[CARTE BLANCHE] Le prochain gouvernement devra donner la priorité au logement social
Ce n’est pas un secret, le logement social à Bruxelles souffre : trop peu de logements disponibles, listes d’attentes à rallonge, vétusté du bâti, suroccupation de certains logements et inoccupation d’autres… Alors que des coupes drastiques sont annoncées pour rétablir les finances de la Région, nous, un ensemble d’associations qui défendons l’accès à un logement abordable pour toutes et tous, nous inquiétons du sort réservé au logement social. Seule véritable garantie à l’accès au logement pour toutes et tous, nous plaidons pour que le logement social ne soit pas laissé pour compte, et financé à mesure des besoins immenses en logements dignes et abordables auxquels fait face la population bruxelloise.

▶ DONNÉES FOURNIES
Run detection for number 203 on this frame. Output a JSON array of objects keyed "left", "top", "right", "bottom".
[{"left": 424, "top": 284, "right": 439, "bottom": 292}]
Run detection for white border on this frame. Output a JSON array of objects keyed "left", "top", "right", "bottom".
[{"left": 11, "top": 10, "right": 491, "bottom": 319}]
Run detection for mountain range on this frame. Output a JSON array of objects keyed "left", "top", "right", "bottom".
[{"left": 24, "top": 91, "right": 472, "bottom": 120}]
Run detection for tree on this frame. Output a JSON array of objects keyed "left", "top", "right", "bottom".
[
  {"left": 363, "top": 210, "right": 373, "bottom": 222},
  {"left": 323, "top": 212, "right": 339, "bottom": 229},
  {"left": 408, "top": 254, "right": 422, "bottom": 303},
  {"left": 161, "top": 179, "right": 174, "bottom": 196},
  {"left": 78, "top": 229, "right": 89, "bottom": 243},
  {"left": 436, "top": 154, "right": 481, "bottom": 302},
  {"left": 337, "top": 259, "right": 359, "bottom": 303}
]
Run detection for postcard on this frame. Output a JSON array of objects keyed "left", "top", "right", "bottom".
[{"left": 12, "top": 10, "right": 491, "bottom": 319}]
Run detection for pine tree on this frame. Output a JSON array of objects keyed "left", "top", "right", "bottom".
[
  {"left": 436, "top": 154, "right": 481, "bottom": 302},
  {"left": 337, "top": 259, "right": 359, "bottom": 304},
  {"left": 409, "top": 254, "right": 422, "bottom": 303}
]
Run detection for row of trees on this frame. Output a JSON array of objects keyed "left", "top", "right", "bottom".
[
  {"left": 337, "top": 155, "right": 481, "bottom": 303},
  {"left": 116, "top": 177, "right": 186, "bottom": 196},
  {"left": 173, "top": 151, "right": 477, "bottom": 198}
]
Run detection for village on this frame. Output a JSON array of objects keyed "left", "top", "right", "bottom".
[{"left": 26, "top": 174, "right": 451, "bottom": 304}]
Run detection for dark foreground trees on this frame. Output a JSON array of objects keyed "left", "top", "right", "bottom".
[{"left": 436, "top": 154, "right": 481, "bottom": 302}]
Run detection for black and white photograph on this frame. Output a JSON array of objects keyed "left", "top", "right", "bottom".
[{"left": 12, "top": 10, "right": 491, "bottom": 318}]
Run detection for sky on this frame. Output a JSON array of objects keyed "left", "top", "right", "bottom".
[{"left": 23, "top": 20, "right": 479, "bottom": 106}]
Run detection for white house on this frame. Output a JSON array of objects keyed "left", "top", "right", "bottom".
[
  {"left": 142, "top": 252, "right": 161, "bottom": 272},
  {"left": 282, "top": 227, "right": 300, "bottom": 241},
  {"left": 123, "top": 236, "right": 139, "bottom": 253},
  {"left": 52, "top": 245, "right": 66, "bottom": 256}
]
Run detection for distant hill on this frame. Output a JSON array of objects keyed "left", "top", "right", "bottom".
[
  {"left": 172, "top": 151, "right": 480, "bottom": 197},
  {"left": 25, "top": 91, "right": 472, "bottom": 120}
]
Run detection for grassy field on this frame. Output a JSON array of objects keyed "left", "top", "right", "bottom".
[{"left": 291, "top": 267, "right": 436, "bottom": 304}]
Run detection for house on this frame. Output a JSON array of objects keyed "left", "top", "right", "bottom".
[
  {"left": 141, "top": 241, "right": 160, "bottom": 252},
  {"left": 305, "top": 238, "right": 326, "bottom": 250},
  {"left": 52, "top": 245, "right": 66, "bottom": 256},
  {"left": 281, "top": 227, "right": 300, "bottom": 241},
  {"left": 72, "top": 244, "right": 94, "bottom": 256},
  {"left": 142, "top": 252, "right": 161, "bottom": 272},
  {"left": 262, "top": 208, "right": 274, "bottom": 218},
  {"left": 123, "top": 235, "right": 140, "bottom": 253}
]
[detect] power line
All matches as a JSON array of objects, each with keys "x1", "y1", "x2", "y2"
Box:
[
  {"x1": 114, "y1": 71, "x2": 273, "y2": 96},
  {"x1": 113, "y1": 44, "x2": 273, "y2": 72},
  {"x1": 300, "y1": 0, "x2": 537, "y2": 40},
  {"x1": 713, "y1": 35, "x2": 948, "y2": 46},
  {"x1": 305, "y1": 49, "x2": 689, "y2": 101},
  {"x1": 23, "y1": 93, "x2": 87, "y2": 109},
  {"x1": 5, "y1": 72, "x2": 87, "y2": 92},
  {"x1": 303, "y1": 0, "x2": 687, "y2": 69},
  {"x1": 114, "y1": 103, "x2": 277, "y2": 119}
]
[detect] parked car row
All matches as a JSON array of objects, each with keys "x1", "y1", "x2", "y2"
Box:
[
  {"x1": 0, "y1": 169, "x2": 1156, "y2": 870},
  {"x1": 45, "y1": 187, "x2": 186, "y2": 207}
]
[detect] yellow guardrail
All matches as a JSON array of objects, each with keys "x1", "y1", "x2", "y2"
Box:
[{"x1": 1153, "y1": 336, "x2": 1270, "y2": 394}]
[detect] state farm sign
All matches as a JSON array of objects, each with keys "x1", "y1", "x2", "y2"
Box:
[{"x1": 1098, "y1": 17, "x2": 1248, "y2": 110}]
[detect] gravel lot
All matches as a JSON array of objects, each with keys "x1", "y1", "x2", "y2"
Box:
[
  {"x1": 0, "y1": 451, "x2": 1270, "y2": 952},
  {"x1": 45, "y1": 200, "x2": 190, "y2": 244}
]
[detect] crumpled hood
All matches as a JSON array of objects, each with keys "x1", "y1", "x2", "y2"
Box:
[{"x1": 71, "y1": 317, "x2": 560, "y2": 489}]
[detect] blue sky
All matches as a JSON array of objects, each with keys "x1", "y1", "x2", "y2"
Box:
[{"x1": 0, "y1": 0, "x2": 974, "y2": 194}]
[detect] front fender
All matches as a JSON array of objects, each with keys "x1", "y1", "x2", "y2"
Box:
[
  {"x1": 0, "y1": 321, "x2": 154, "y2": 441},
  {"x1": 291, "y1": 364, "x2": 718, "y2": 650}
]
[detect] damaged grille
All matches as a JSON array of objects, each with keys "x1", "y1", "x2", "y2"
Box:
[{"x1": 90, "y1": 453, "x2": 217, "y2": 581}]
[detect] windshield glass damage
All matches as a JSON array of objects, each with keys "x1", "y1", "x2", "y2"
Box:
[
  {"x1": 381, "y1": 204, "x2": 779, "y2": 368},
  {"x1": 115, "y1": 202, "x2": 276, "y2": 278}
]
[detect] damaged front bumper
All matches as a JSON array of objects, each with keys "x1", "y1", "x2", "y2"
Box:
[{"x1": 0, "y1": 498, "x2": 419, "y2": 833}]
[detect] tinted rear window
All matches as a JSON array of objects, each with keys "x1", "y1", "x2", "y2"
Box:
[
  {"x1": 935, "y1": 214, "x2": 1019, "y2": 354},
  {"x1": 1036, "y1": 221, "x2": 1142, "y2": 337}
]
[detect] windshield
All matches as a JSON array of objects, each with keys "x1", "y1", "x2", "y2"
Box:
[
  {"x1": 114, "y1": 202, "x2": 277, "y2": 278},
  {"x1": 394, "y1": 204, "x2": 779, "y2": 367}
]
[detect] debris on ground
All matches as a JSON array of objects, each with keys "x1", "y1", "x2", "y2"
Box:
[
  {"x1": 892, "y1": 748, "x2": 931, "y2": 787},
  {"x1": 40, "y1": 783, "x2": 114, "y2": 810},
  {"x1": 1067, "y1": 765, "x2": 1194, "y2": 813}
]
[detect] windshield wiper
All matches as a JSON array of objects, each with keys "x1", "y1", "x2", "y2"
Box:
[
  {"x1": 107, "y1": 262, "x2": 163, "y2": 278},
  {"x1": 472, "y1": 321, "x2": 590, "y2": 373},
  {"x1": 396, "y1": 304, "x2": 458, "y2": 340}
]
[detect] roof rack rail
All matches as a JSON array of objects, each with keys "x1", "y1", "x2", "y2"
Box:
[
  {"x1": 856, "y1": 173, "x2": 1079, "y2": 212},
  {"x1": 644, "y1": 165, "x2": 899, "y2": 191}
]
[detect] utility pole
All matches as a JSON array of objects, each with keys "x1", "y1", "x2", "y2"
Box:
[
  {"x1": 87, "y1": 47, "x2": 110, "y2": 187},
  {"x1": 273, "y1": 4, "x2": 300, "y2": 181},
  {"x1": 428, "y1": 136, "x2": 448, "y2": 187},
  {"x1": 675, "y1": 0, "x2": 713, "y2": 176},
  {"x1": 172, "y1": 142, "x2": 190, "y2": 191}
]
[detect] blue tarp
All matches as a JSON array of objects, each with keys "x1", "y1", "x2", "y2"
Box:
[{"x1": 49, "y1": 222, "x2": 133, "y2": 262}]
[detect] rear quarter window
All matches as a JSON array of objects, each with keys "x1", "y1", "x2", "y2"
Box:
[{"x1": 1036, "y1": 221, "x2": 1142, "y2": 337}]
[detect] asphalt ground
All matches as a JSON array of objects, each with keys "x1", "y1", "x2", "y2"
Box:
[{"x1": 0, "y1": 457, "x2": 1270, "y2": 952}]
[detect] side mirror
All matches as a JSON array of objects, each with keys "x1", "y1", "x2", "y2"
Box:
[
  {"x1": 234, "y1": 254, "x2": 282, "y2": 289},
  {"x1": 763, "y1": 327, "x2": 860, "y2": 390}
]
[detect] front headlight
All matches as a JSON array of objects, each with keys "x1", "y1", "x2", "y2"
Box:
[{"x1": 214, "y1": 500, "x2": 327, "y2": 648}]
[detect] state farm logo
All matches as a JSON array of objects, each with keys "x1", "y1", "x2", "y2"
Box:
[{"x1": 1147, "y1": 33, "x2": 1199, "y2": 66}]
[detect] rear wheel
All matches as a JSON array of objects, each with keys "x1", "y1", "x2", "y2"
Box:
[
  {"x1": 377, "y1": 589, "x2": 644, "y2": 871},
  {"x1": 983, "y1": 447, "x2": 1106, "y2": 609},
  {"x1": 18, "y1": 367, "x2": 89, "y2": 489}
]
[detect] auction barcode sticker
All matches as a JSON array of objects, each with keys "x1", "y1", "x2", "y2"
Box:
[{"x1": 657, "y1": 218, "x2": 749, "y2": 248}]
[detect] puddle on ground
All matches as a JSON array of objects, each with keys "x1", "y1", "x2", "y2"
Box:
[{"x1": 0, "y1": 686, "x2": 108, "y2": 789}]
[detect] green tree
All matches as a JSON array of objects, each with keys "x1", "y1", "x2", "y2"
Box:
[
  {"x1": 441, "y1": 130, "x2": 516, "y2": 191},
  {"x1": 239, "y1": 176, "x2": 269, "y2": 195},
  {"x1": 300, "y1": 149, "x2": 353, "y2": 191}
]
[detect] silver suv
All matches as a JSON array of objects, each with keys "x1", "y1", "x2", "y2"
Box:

▶ CONSIGNE
Pouvez-vous réécrire sous forme de liste le paragraphe de l’extrait du document qui commence par « Ce n’est pas un secret », en conservant ses faits principaux ?

▶ RÉPONSE ATTENDUE
- Le logement social à Bruxelles souffre : trop peu de logements disponibles, longues listes d’attente, bâti vétuste, suroccupation de certains logements et inoccupation d’autres.
- Des coupes drastiques sont annoncées pour rétablir les finances de la Région.
- Un ensemble d’associations défendant l’accès à un logement abordable pour toutes et tous s’inquiète du sort réservé au logement social.
- Ces associations le considèrent comme la seule véritable garantie d’accès au logement pour toutes et tous.
- Elles plaident pour qu’il ne soit pas laissé pour compte et qu’il soit financé à la mesure des besoins immenses de la population bruxelloise en logements dignes et abordables.